◆ DATA EXTRACT:
-----
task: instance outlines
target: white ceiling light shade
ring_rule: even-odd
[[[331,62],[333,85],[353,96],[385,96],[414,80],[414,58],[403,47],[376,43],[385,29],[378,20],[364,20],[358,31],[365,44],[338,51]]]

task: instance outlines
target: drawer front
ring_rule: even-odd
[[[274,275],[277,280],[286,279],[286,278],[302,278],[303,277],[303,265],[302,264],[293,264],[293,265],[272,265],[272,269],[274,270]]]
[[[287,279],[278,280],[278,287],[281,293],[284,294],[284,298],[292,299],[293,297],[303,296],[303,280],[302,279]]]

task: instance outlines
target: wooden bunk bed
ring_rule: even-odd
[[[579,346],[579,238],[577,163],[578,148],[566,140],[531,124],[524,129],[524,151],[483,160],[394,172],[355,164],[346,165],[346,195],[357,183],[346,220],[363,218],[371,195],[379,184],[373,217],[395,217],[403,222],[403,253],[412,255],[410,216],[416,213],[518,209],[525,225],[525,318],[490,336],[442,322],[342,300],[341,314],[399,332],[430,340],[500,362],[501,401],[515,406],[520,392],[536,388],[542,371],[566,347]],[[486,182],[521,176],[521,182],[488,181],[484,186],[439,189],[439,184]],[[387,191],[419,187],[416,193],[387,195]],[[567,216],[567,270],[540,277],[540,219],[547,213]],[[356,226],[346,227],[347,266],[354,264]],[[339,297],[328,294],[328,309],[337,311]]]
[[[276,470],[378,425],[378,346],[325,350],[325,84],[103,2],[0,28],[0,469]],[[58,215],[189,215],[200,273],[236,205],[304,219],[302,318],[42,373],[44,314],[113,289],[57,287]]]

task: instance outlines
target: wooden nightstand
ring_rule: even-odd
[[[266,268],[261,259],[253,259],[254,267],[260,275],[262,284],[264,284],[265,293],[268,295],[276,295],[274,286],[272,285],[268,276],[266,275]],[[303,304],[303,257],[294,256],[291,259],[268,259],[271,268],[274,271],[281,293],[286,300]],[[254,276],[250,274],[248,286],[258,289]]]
-----
◆ REQUIREMENTS:
Pick out every line of the data that contains the string "target", and copy each one out in full. Case counts.

◆ EXPECTED ANSWER:
target: white ceiling light shade
target: drawer front
target: wooden bunk bed
target: wooden nightstand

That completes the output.